[Location-labeling records]
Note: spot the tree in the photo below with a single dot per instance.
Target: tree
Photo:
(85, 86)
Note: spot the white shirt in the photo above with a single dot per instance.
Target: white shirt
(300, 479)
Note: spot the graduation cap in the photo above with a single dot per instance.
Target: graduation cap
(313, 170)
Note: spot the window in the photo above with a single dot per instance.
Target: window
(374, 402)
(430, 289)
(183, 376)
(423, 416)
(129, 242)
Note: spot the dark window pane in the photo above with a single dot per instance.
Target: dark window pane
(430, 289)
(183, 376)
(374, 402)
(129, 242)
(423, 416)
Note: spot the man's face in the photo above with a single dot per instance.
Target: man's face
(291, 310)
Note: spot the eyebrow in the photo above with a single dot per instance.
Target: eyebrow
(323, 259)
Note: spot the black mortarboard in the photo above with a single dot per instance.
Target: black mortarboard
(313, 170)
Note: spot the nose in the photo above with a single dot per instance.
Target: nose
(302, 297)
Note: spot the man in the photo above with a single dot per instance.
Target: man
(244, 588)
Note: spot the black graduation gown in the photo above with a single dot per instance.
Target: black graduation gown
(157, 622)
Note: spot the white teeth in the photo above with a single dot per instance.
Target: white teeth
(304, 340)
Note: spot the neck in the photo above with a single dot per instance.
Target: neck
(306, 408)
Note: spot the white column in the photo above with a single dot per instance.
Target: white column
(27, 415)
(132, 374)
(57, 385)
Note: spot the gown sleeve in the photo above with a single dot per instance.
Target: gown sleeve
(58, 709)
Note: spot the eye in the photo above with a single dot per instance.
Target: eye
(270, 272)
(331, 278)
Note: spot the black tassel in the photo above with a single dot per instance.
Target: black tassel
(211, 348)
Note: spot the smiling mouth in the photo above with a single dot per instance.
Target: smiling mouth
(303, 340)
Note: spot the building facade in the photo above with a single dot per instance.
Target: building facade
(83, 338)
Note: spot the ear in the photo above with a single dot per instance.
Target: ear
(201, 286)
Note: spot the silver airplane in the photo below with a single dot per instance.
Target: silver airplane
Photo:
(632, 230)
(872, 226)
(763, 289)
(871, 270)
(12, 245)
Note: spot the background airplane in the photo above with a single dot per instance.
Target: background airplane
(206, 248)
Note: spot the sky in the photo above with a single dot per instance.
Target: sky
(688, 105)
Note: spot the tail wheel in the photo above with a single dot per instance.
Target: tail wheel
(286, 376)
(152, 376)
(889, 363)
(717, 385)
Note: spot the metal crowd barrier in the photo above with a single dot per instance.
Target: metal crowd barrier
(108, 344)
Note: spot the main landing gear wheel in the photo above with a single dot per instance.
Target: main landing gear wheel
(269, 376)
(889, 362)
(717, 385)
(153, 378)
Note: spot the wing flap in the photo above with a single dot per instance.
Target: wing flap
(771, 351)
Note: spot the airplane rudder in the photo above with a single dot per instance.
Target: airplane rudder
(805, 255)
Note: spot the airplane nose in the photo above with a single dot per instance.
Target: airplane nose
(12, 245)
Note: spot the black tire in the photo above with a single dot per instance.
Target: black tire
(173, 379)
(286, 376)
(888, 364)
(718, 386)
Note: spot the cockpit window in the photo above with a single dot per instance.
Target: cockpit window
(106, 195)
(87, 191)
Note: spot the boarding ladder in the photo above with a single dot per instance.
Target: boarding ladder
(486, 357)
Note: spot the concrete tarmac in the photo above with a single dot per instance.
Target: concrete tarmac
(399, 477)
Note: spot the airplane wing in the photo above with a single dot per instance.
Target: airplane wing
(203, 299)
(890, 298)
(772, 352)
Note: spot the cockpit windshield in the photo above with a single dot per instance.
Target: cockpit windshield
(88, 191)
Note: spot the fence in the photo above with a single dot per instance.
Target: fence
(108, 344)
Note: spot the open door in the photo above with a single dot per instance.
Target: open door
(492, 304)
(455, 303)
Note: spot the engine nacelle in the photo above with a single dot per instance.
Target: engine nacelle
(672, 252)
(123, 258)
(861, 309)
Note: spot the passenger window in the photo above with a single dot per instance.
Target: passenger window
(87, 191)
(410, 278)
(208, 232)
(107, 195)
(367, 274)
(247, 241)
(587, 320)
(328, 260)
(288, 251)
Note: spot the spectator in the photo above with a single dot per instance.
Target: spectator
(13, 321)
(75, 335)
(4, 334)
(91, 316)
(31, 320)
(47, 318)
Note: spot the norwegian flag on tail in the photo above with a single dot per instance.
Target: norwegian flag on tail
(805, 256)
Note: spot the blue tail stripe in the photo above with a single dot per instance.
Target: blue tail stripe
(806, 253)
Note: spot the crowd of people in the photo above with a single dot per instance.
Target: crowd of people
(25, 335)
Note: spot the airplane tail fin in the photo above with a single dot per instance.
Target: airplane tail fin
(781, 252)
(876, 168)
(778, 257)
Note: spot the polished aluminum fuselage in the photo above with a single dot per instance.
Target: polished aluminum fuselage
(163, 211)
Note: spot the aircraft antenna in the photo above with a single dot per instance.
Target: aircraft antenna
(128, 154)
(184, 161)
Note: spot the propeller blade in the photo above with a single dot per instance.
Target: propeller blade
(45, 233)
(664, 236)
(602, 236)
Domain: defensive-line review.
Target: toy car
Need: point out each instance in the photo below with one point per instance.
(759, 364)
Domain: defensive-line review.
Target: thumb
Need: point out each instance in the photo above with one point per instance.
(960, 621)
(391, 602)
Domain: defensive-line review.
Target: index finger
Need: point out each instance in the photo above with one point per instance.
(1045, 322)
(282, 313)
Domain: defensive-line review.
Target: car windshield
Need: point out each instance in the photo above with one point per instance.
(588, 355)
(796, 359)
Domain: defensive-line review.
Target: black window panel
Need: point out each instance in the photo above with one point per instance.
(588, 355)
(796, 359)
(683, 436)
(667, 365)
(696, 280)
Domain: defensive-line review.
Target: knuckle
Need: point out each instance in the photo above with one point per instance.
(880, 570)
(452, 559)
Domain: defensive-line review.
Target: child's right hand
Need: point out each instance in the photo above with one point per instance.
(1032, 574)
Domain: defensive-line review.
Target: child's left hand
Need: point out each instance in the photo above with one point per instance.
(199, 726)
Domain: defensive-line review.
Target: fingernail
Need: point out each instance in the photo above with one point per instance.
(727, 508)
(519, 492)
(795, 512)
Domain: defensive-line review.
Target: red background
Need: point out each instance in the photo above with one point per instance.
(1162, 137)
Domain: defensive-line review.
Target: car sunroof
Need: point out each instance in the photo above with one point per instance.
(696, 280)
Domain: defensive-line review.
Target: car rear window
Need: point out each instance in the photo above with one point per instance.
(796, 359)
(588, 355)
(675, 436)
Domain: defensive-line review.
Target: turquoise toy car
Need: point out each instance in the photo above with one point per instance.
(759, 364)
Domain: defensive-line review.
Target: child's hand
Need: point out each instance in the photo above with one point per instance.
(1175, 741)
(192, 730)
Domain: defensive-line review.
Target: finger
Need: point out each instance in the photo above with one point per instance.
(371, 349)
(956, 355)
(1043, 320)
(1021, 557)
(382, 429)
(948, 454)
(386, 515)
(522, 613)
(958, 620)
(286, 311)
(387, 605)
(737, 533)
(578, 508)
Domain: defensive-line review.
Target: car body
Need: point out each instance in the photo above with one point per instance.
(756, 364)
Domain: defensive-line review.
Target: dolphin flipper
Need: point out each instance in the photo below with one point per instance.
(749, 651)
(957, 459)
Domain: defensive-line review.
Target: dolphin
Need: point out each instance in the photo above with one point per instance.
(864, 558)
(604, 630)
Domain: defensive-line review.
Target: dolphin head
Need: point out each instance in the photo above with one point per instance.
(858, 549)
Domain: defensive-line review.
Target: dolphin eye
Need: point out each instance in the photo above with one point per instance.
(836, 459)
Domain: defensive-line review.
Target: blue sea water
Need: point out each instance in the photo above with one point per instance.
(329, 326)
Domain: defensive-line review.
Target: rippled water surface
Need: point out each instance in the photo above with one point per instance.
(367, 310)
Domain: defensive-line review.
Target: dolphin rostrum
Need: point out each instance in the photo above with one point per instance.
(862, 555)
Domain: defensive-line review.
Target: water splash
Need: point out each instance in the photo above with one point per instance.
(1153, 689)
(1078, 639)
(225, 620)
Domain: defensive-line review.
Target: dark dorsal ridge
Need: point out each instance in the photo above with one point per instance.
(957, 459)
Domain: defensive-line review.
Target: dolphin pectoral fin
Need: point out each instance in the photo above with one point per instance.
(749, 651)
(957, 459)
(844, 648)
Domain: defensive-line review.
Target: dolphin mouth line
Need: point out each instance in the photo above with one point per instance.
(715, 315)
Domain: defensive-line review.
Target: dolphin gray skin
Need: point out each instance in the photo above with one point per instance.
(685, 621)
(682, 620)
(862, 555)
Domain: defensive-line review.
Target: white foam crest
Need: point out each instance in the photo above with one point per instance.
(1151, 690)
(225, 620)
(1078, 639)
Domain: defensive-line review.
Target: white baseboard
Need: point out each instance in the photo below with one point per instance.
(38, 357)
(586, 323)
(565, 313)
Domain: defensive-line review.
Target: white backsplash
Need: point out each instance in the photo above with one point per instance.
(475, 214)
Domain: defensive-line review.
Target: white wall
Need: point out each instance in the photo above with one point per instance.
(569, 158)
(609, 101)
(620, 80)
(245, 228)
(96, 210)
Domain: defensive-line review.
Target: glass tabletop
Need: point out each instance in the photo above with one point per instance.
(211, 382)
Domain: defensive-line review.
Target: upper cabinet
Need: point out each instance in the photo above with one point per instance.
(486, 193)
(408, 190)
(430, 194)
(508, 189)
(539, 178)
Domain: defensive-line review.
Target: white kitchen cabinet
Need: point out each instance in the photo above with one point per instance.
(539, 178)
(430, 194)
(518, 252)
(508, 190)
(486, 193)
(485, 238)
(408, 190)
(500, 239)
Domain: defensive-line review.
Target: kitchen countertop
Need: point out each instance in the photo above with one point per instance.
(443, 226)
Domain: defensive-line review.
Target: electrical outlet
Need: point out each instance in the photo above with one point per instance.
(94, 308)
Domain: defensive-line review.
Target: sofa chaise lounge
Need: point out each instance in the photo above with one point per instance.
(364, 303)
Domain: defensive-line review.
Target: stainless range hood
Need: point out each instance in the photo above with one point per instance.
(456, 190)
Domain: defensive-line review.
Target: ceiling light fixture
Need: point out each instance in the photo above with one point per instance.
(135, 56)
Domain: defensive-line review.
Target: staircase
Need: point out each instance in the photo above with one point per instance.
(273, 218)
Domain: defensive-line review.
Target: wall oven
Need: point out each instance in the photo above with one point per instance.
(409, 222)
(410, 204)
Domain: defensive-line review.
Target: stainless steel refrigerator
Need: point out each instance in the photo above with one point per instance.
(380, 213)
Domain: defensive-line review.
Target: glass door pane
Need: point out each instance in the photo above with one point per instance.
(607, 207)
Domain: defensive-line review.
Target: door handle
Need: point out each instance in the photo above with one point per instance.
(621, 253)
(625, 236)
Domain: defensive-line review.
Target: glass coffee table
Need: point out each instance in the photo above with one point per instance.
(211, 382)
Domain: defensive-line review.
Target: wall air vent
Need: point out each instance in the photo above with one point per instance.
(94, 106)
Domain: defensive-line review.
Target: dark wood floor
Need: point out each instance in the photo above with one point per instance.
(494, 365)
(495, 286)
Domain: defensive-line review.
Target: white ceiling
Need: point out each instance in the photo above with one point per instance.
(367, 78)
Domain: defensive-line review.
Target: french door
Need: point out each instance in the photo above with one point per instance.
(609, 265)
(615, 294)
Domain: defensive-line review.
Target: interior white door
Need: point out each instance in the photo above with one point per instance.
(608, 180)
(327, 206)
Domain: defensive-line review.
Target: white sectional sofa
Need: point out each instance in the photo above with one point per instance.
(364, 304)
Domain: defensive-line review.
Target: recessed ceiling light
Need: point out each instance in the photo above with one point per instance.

- _What to produce_
Count the lines in the rows above that contain the word "barrier", matching case exactly. Reply with the number alone.

- _The response_
2